[Required task]:
Only the lines from the one containing "the snow-covered shrub." through the last line below should be written out, exactly and with both ends kept.

[Records]:
□ □ □ □ □
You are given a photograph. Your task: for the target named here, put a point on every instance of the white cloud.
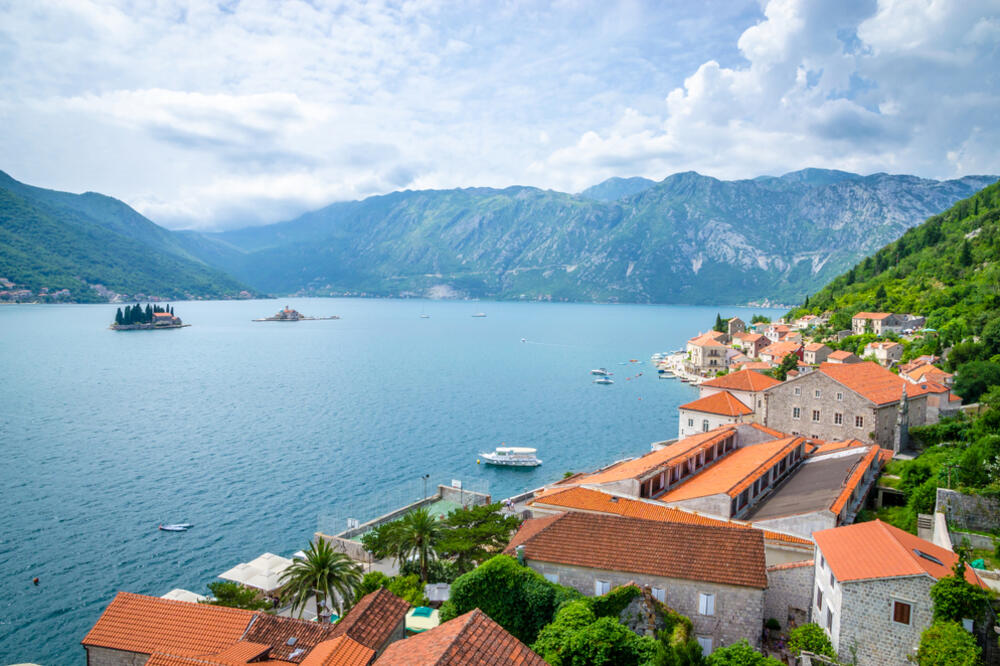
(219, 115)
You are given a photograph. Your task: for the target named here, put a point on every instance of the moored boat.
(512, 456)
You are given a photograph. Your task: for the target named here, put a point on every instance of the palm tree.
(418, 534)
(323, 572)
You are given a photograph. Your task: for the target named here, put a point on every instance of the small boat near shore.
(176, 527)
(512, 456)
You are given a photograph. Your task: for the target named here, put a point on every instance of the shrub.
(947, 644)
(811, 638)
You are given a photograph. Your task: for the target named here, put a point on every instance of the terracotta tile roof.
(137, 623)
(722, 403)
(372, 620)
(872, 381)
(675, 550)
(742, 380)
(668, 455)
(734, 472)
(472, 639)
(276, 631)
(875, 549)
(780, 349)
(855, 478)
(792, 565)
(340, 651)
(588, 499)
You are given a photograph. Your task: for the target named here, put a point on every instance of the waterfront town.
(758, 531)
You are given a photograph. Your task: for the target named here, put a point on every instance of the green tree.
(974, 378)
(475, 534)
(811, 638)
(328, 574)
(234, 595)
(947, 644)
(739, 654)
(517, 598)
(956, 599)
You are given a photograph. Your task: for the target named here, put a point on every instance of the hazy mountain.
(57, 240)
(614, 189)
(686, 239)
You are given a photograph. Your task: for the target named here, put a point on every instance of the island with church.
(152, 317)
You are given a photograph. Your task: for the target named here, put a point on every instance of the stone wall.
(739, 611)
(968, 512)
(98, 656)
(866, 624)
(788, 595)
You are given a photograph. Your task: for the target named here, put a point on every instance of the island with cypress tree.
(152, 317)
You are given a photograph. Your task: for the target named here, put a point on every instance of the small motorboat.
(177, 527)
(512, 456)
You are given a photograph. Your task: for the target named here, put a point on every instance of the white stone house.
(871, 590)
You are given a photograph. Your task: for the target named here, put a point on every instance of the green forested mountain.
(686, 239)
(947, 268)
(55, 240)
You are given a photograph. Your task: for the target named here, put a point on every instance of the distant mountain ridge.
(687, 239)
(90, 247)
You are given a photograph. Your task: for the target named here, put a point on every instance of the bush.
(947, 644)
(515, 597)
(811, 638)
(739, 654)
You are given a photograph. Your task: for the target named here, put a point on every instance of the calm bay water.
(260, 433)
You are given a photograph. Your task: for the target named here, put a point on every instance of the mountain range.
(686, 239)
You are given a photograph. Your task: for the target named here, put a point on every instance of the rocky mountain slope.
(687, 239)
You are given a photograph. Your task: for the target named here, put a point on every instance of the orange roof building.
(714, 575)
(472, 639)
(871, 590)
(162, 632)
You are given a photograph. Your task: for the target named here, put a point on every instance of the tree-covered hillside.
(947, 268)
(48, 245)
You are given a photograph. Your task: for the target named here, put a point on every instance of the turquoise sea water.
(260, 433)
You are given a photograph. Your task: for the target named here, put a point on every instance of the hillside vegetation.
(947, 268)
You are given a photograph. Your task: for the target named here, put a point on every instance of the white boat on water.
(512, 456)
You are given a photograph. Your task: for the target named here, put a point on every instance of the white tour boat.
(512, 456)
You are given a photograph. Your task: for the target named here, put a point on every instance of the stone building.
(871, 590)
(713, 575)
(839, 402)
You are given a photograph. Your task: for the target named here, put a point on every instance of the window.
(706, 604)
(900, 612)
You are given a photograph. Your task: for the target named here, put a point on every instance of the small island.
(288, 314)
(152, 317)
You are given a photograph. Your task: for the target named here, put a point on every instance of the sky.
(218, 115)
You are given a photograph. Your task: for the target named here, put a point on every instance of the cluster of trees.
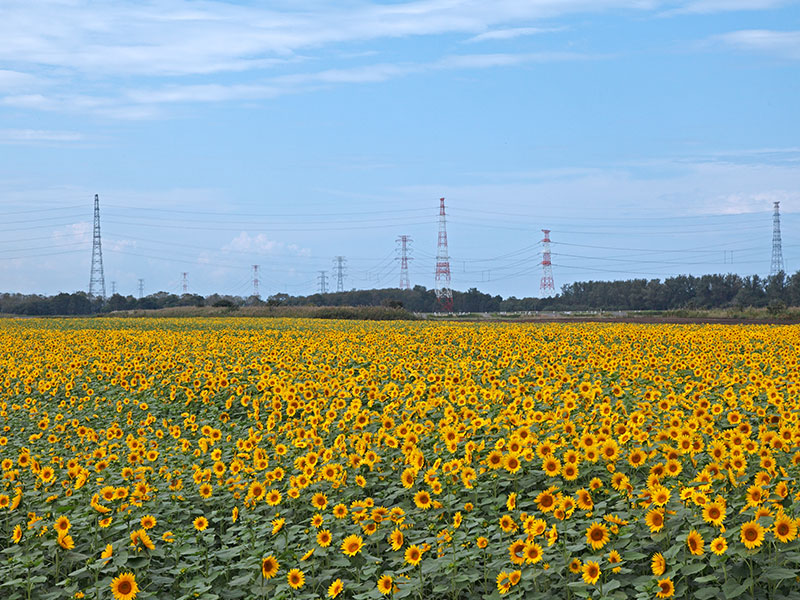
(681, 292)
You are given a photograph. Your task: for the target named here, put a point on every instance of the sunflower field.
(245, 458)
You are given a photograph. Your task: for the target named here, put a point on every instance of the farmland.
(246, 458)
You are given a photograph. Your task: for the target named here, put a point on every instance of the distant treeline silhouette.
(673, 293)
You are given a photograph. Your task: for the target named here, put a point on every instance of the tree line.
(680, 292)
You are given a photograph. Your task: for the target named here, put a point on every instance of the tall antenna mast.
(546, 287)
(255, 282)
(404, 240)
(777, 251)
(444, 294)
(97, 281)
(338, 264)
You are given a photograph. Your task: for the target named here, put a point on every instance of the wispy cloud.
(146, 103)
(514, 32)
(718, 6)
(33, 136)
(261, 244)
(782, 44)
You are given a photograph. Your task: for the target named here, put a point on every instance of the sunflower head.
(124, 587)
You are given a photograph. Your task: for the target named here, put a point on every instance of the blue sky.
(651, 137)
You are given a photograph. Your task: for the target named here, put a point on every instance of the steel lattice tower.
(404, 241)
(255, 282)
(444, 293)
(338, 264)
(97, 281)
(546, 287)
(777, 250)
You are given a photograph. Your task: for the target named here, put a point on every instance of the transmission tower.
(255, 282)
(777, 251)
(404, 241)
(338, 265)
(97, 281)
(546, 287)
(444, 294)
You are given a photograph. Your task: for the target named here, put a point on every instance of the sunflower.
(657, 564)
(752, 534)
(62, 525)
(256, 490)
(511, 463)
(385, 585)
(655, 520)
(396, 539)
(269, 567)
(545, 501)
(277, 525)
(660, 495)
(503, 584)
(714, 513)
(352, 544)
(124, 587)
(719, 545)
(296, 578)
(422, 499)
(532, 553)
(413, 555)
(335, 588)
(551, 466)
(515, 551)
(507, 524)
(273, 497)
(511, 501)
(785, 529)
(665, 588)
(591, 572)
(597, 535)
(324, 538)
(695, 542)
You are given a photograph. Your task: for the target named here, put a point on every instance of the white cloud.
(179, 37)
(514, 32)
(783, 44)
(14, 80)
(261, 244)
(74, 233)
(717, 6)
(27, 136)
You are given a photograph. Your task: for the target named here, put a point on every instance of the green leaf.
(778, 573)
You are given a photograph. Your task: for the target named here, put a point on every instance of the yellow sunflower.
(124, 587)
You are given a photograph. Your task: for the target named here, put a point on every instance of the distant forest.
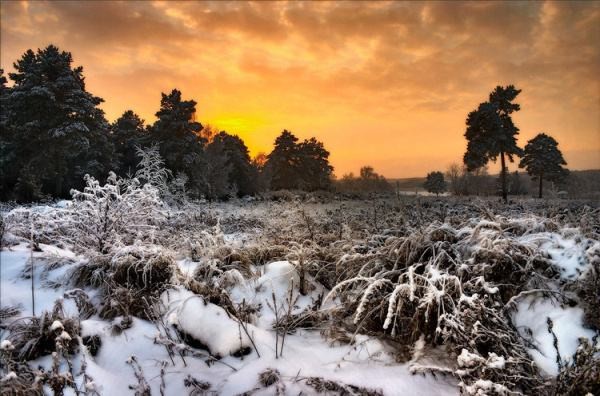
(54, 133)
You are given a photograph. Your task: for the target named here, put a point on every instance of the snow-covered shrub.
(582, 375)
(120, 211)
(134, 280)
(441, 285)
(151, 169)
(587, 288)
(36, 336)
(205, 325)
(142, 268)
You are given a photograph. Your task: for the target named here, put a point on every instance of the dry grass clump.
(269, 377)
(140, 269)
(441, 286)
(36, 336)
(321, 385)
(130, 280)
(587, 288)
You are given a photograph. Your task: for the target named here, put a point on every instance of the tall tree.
□ □ □ □ □
[Answer to this exercise]:
You are given a photograph. Your task: for the target named here, put a point on every instance of the snow-covered shrub.
(582, 375)
(120, 211)
(134, 280)
(441, 285)
(151, 169)
(587, 288)
(36, 336)
(205, 325)
(142, 268)
You are given a photograph. Your task: for the target named here, put a point on every instance of the dry grass clump.
(269, 377)
(140, 269)
(441, 286)
(36, 336)
(321, 385)
(130, 280)
(587, 288)
You are given a photograph. Your task: for the target named here, put a point on every instance of the tall tree.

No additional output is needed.